Directions for this task:
The stretch wanted below opens at the line containing "Target: grey cardigan" and closes at the line containing "Q: Point to one spot on each instance of the floor". Please return it exactly, with no other lines.
##### Supplied records #####
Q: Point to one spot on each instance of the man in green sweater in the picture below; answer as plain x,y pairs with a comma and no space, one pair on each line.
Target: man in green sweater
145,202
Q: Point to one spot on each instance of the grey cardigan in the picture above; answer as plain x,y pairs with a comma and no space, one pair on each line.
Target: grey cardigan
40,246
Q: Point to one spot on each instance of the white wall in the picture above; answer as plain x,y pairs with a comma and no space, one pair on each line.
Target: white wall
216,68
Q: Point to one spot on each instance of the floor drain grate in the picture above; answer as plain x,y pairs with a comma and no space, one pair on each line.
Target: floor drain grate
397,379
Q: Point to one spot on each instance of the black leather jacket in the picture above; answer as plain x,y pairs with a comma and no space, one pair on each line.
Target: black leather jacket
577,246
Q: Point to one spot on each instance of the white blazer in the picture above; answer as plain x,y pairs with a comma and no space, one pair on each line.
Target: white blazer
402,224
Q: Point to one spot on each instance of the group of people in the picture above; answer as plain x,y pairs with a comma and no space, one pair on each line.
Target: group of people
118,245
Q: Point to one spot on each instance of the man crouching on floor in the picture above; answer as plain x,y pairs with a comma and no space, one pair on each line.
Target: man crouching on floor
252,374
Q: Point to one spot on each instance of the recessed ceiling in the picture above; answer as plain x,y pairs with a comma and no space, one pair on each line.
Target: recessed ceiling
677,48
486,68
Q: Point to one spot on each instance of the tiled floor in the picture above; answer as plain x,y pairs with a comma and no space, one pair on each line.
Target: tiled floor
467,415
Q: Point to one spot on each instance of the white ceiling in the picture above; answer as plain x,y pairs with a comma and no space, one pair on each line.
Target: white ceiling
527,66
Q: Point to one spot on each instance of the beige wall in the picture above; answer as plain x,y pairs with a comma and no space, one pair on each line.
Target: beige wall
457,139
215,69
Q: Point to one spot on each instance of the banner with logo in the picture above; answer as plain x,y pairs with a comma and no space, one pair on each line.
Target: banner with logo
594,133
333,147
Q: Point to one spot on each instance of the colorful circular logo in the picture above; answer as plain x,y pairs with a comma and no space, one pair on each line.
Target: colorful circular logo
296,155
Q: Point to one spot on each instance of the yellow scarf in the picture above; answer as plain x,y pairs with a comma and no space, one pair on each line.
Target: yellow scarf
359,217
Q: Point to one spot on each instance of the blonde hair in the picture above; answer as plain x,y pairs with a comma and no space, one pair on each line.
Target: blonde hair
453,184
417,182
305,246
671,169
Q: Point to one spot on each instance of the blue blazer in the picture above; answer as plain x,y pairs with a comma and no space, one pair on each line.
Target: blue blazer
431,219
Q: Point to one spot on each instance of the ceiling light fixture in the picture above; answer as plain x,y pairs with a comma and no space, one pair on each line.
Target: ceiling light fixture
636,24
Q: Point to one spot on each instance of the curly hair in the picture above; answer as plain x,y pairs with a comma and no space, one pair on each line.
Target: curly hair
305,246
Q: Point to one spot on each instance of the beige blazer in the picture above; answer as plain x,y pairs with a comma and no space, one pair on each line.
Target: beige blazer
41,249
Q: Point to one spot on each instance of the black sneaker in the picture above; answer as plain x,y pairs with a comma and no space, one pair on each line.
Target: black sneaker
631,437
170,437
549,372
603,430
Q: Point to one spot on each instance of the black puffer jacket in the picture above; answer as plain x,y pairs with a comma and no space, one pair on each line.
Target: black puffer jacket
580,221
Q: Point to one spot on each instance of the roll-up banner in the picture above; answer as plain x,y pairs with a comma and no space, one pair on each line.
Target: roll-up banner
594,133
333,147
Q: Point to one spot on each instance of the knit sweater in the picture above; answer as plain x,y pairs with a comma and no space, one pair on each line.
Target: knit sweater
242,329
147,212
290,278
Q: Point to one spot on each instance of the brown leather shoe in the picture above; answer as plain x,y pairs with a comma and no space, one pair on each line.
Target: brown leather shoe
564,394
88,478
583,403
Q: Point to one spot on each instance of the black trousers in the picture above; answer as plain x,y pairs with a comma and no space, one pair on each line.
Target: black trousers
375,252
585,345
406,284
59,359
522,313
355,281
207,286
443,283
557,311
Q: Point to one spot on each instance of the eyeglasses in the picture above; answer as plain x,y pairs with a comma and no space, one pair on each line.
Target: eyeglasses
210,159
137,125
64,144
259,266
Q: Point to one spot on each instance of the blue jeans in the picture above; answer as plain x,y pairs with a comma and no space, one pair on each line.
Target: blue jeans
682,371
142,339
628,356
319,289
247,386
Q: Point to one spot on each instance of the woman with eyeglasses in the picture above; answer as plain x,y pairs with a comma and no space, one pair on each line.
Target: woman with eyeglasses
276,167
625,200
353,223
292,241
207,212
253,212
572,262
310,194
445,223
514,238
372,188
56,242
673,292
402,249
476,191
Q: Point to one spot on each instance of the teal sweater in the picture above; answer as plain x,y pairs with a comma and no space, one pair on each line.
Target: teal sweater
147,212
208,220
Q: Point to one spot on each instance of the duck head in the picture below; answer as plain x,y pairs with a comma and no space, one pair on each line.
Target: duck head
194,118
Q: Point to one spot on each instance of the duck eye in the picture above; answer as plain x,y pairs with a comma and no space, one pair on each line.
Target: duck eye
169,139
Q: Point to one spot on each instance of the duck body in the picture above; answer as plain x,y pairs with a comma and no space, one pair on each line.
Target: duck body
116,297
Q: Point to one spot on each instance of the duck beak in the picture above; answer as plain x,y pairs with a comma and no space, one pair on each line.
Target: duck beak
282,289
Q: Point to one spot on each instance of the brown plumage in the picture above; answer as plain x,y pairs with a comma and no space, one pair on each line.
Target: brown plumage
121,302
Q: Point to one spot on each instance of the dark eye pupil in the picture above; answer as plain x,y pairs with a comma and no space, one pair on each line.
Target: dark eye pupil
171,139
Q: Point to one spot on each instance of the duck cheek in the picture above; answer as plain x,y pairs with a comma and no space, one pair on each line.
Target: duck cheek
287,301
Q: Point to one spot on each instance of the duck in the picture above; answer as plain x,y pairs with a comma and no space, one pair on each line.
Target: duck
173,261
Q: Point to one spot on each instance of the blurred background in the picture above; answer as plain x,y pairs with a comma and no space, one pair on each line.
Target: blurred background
#####
Solution to the problem:
Target: grey cardigan
40,246
Q: Point to one spot on each instance of the white wall in the picture above; answer as plain x,y pairs with a comma and no space, one pair on each line.
Target: white wall
216,68
Q: Point to one spot on each instance of the floor drain grate in the picture above; answer as plain x,y pairs with a comma and no space, one pair on each line.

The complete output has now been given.